Request:
Will you quote only the lines starting at the one that contains "Please mark every instance of the dry" and ending with the last line of the listing below, inclusive?

________________

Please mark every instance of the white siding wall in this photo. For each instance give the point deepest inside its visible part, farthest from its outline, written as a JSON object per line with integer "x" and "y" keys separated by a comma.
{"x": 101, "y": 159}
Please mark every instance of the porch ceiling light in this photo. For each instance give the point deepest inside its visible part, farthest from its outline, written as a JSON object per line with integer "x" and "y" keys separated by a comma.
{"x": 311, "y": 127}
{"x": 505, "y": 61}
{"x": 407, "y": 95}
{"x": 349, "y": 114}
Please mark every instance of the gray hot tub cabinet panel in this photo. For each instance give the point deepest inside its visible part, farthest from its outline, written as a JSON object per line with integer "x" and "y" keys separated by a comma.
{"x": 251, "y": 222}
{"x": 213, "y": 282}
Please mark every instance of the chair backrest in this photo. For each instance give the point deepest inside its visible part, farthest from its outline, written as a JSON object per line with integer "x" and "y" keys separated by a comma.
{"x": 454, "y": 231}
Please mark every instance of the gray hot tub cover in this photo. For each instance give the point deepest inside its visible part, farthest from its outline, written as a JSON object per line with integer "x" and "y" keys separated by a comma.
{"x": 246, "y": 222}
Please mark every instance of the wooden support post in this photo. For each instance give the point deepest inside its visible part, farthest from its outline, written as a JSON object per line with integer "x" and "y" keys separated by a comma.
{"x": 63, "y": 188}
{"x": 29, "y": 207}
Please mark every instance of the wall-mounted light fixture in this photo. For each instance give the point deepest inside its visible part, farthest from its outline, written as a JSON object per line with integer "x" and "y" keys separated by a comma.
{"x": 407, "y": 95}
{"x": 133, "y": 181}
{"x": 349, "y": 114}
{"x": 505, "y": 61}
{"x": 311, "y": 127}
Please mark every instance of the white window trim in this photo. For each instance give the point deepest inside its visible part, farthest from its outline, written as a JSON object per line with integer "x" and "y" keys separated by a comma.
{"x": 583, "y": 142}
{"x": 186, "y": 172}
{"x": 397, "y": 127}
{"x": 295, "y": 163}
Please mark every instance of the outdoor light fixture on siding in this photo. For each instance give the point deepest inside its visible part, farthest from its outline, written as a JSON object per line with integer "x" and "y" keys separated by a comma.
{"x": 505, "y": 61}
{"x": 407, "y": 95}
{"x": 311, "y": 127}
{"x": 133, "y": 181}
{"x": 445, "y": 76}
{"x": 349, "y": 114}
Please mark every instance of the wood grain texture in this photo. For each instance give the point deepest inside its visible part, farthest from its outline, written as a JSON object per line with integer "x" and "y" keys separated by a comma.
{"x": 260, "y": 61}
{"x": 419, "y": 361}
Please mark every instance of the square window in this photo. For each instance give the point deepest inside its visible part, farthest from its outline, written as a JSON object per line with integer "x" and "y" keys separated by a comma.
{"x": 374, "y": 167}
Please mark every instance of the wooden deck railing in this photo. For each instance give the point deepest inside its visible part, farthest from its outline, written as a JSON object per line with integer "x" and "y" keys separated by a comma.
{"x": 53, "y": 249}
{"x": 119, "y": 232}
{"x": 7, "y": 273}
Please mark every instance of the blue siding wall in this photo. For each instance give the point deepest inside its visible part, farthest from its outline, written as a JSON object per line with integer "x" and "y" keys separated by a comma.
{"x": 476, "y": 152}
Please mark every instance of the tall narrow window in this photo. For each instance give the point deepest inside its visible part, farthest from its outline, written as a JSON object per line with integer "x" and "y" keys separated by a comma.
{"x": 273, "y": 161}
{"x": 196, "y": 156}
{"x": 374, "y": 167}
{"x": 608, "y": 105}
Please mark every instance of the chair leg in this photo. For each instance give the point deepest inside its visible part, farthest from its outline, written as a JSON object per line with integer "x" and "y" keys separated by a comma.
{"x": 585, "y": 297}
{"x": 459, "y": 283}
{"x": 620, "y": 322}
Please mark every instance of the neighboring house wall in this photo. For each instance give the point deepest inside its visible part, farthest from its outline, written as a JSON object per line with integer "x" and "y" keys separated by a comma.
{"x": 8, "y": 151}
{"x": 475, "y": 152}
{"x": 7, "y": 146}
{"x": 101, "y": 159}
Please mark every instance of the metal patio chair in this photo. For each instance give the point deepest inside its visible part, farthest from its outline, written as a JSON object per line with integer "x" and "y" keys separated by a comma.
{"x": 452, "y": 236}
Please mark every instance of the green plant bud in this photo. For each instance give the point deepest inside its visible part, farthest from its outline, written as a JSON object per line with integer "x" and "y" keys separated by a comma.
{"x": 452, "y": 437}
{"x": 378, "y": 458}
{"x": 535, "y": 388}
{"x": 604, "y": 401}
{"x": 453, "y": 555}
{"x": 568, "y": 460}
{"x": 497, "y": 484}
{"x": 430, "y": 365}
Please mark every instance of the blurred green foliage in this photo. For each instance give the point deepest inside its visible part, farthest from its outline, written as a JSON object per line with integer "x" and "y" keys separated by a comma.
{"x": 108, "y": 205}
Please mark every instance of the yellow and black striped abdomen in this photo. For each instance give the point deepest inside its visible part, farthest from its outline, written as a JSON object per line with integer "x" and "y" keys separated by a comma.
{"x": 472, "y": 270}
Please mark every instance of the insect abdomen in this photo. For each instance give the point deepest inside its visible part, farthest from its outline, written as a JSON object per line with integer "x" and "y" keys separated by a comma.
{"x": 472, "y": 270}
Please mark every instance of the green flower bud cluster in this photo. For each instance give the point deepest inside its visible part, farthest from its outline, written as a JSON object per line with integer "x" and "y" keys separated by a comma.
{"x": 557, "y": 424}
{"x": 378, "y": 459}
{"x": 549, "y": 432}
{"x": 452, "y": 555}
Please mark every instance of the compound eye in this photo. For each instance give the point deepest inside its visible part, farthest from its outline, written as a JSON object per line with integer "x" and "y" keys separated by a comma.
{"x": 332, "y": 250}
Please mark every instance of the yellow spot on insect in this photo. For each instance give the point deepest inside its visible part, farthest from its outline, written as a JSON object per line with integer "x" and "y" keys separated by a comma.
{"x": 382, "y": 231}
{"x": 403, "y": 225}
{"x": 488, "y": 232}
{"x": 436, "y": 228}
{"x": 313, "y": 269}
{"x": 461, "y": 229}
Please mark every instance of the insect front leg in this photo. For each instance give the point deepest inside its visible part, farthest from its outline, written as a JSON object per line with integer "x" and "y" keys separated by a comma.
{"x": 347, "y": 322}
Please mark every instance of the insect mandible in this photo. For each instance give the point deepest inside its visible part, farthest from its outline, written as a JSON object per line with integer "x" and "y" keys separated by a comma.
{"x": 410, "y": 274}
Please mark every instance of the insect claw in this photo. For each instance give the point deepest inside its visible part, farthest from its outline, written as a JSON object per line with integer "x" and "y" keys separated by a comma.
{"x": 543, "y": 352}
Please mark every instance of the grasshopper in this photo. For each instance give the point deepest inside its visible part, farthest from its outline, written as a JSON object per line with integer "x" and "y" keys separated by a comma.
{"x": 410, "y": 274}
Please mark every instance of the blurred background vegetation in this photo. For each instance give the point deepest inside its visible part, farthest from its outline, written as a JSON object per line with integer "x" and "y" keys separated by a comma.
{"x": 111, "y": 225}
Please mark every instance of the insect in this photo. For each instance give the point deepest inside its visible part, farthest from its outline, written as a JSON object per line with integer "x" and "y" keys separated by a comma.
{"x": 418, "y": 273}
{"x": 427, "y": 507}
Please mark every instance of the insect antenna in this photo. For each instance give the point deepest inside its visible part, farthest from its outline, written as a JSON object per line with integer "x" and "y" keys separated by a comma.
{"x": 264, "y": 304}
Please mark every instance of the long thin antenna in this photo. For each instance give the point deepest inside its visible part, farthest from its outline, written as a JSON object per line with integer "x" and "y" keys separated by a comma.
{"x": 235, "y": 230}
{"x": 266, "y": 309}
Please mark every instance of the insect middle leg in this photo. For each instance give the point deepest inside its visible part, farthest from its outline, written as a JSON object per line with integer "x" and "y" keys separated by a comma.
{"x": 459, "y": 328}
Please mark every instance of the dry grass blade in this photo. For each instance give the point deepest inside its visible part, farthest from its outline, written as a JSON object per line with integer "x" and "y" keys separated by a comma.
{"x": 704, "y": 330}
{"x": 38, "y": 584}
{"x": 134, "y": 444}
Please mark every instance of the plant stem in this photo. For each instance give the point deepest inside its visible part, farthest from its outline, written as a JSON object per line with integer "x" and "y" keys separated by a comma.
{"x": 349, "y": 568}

________________

Written answer:
Please mark every instance of the dry grass blade in this photo. For each instance give the point deepest inside its visible part, farthest from its outline, written as a JSON object per line with integer "x" and "y" keys separated by a comma.
{"x": 704, "y": 330}
{"x": 38, "y": 584}
{"x": 134, "y": 444}
Please mark every instance of the plant stem in this photo. For each instance give the point deepest inside its visible part, farthest from its outline, written as a JSON object per line with integer "x" and "y" keys separated by a comma.
{"x": 349, "y": 568}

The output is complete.